Dataset records
+ + +
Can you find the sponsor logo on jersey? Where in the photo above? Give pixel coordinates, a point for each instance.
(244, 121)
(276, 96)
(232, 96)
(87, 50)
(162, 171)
+ + +
Your goal:
Output every line of the listing above verbatim, in the same order.

Answer to this problem:
Can you find the sponsor logo on jersey? Where in the photo above? Give pixel coordinates, a point for each instance.
(244, 121)
(276, 96)
(232, 96)
(87, 50)
(162, 171)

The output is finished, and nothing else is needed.